▶ [Extracted entries]:
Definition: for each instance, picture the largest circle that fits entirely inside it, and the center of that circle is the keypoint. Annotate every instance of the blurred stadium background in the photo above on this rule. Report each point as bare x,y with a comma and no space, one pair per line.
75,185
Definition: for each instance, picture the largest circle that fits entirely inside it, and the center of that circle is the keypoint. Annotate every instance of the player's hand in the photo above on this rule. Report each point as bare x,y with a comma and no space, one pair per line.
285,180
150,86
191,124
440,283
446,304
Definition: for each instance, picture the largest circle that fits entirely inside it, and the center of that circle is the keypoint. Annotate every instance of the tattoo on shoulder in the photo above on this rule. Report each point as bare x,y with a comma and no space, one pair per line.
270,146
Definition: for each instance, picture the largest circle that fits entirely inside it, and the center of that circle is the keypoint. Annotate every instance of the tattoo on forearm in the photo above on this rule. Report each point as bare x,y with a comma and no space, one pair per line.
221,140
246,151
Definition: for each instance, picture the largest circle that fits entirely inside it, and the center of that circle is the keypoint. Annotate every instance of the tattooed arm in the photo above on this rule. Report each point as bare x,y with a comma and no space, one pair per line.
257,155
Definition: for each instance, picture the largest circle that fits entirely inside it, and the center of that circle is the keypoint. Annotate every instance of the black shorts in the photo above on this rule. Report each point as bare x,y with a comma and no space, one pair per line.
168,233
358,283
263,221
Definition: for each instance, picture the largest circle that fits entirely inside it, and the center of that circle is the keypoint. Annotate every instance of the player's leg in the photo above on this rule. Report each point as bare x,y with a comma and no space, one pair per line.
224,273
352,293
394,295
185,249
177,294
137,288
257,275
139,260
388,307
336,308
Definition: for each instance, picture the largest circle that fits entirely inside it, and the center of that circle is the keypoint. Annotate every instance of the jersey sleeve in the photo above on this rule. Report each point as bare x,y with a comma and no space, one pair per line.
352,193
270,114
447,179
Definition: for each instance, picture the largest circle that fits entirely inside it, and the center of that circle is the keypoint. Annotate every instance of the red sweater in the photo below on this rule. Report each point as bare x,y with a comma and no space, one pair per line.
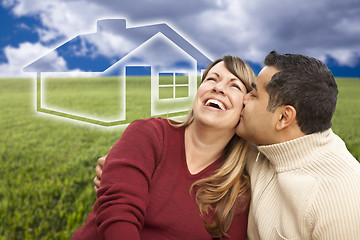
144,192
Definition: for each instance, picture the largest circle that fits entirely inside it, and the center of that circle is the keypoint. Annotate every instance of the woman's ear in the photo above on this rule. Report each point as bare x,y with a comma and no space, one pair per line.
287,116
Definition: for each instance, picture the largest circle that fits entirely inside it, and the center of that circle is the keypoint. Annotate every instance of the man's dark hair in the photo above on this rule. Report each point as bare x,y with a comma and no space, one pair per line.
305,83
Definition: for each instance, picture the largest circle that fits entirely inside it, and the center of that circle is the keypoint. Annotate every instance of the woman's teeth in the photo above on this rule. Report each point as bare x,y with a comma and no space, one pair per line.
215,103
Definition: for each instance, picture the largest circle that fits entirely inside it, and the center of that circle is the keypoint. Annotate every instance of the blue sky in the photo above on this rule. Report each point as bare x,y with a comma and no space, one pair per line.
325,29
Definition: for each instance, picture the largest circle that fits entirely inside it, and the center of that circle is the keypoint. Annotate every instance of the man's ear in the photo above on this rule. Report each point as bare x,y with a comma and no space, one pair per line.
287,116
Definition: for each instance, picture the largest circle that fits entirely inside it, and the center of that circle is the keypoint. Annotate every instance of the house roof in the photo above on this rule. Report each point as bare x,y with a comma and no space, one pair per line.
78,52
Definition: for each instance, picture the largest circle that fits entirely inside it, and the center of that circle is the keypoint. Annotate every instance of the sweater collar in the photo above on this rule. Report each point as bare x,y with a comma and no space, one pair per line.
298,152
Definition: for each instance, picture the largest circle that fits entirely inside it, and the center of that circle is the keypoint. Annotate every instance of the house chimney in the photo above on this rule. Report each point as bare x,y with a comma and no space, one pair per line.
111,25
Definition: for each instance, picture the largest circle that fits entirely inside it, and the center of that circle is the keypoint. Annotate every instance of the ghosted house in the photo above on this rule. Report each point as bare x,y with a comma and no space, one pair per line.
168,62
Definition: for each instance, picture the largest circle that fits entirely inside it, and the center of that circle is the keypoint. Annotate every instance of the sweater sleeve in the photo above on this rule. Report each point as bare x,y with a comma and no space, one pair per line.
123,194
336,211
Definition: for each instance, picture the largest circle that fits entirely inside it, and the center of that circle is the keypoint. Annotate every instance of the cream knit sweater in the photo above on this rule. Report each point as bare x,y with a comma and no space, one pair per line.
307,188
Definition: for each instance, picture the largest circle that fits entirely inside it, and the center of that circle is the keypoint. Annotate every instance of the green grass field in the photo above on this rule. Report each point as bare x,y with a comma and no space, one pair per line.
47,163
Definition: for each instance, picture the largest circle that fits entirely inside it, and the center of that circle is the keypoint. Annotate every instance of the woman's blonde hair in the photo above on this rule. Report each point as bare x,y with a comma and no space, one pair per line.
229,185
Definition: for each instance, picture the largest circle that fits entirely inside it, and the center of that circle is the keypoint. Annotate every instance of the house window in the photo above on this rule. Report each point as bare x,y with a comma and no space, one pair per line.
173,85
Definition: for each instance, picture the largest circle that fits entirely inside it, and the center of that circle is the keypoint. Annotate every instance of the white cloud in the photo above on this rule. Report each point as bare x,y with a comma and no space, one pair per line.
19,58
249,29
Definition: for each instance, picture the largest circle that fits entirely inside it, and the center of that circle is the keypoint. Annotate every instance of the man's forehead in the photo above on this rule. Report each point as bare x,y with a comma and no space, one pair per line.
265,76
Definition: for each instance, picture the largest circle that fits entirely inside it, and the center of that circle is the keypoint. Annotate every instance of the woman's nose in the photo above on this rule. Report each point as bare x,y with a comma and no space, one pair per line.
246,98
219,88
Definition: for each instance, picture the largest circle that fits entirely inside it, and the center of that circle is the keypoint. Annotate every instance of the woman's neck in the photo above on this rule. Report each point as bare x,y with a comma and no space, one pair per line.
204,145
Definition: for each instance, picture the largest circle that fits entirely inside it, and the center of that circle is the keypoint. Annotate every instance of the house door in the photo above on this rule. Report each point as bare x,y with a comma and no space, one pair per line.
138,92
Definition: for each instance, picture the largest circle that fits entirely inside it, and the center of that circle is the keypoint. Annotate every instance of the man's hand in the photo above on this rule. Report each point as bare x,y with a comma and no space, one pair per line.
98,172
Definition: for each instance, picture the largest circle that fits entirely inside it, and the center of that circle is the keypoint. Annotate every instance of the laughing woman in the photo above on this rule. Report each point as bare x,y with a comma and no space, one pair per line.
165,179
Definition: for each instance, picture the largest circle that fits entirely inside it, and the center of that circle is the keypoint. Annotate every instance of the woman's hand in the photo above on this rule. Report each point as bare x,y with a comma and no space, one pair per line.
98,172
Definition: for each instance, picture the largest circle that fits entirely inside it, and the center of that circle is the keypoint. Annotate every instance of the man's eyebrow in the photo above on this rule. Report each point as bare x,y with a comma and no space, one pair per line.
254,86
215,73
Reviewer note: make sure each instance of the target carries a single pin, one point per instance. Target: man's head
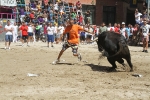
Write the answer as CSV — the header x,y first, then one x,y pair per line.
x,y
8,22
144,21
123,24
71,21
23,23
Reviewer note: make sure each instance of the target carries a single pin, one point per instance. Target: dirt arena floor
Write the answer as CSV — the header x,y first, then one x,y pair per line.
x,y
70,80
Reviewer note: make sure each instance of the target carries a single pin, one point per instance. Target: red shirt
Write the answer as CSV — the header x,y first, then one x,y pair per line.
x,y
24,30
31,15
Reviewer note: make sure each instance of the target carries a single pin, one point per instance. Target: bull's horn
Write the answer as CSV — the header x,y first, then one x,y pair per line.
x,y
95,39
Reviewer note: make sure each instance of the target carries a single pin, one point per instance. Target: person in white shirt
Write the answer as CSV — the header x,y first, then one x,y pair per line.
x,y
15,32
60,31
30,32
8,35
144,29
137,16
50,35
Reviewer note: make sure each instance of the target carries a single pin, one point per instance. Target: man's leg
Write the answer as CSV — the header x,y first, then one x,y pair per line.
x,y
75,52
60,54
146,44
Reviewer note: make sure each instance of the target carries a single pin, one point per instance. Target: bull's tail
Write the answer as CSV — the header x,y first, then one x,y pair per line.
x,y
120,49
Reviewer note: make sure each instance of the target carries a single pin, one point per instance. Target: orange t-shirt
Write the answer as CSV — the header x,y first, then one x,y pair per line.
x,y
73,33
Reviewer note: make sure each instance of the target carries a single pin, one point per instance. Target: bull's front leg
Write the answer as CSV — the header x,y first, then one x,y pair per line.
x,y
112,62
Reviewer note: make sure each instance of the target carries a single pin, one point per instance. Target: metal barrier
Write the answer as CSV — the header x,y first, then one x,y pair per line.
x,y
7,14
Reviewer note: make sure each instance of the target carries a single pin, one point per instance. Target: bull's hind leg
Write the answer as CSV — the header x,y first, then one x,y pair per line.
x,y
112,62
121,61
130,64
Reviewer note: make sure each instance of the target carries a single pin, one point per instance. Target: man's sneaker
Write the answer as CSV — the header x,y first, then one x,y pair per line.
x,y
79,57
146,51
56,62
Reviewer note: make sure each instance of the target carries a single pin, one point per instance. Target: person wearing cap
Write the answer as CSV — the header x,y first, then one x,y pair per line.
x,y
50,35
30,32
144,29
137,16
72,39
8,35
24,29
123,30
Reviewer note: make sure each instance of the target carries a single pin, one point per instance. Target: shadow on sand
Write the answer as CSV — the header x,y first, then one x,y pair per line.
x,y
102,68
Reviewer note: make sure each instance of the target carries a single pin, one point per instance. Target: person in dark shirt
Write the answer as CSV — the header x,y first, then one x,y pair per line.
x,y
27,18
88,19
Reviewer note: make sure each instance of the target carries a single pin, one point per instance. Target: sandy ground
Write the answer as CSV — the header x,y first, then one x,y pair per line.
x,y
70,80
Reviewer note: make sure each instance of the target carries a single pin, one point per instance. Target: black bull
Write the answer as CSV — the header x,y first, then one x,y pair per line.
x,y
115,48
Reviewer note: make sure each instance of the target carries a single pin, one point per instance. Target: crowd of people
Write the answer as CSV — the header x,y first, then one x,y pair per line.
x,y
50,20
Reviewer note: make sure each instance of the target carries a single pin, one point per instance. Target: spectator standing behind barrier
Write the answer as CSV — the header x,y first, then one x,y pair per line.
x,y
102,28
45,16
88,19
45,31
8,35
123,30
116,29
78,5
24,29
109,28
145,34
30,32
37,32
27,19
15,32
137,16
32,16
80,19
22,14
50,35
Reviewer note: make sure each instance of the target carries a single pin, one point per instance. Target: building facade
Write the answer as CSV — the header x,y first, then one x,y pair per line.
x,y
111,11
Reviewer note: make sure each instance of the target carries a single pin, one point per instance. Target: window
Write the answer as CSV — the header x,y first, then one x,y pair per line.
x,y
109,14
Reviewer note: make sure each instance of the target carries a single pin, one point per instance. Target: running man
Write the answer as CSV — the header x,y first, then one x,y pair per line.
x,y
145,33
24,29
9,35
72,40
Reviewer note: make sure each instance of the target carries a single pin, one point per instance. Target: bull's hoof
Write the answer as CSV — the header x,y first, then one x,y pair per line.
x,y
131,70
112,69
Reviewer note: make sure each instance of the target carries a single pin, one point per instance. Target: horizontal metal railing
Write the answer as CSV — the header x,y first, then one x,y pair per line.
x,y
7,14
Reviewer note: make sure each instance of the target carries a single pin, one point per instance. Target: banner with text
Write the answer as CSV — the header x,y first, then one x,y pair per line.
x,y
8,3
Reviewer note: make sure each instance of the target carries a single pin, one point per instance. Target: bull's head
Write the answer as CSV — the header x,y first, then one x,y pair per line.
x,y
100,48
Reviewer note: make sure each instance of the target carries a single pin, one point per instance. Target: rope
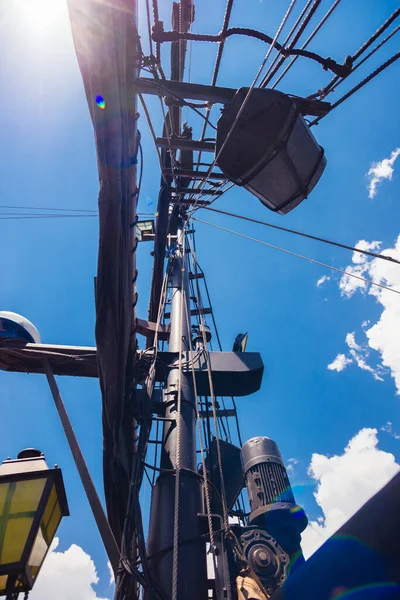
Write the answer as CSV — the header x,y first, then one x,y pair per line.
x,y
299,256
310,38
175,552
363,48
196,266
225,24
101,520
173,36
214,410
280,58
244,103
360,85
306,235
154,136
355,67
202,454
149,27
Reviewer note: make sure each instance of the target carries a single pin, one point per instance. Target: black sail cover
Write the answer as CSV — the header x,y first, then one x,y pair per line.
x,y
105,38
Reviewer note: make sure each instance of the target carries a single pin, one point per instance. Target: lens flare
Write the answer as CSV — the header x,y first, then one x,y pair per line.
x,y
101,103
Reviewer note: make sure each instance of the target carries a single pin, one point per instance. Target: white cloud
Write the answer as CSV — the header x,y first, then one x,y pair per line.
x,y
348,284
66,572
291,463
322,280
388,428
112,577
381,170
382,335
340,363
345,483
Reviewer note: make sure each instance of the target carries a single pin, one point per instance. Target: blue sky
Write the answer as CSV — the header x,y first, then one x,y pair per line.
x,y
48,266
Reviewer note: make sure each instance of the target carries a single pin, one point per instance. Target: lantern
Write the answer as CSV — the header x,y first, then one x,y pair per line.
x,y
145,230
268,148
32,503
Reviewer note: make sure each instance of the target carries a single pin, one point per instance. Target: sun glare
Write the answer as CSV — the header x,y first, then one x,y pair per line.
x,y
42,16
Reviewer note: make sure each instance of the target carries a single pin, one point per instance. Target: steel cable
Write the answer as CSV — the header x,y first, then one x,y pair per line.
x,y
360,85
306,235
364,47
309,39
241,109
317,262
279,57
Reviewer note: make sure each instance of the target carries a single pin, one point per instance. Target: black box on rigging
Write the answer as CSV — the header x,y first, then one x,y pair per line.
x,y
270,150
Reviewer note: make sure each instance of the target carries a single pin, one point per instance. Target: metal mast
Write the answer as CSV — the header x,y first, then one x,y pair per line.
x,y
177,495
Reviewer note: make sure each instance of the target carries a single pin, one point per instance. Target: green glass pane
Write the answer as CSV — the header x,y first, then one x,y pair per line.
x,y
38,553
19,503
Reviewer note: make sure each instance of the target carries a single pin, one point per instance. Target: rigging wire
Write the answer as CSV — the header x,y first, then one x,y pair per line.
x,y
363,48
184,102
175,550
202,450
173,36
154,136
317,262
202,183
309,39
48,208
371,53
278,56
149,27
306,235
193,254
360,85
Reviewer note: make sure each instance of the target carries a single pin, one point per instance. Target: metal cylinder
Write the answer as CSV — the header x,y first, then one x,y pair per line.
x,y
267,481
271,498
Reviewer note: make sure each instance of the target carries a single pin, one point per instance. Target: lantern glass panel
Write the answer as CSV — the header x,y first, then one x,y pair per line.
x,y
19,502
48,527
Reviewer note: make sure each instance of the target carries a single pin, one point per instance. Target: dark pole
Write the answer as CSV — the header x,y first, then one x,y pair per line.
x,y
10,589
192,577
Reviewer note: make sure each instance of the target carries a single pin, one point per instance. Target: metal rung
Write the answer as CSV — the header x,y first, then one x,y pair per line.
x,y
223,412
185,144
194,313
187,174
203,191
190,201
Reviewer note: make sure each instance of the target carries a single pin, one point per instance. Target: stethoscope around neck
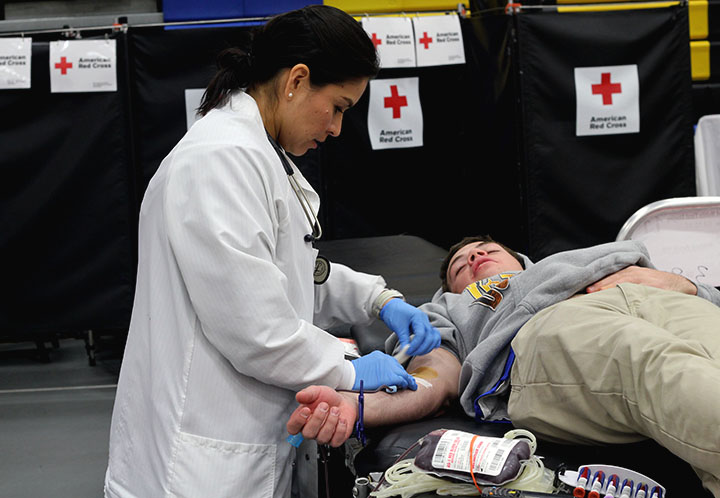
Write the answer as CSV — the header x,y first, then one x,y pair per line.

▶ [Try it]: Pull out all lines from the entries above that include the word "metal".

▶ [Your solution]:
Reviewer note: make sure each instance of the target carries a single pin, one point per instance. Target: metal barrier
Reviewer note: make sure each instance of the target carries a single pin, one point per instance. Target: horizontal metal railing
Reviewer note: make sure each instance of the target carries a single pin, one point per instance. Target: metal mast
Reviewer note: make sure each instance of the target carries a single pin, one point per instance. Target: metal cylinder
Reviewer note: make sure each instance of the target carries a single pin, one point per instance. Target: metal rung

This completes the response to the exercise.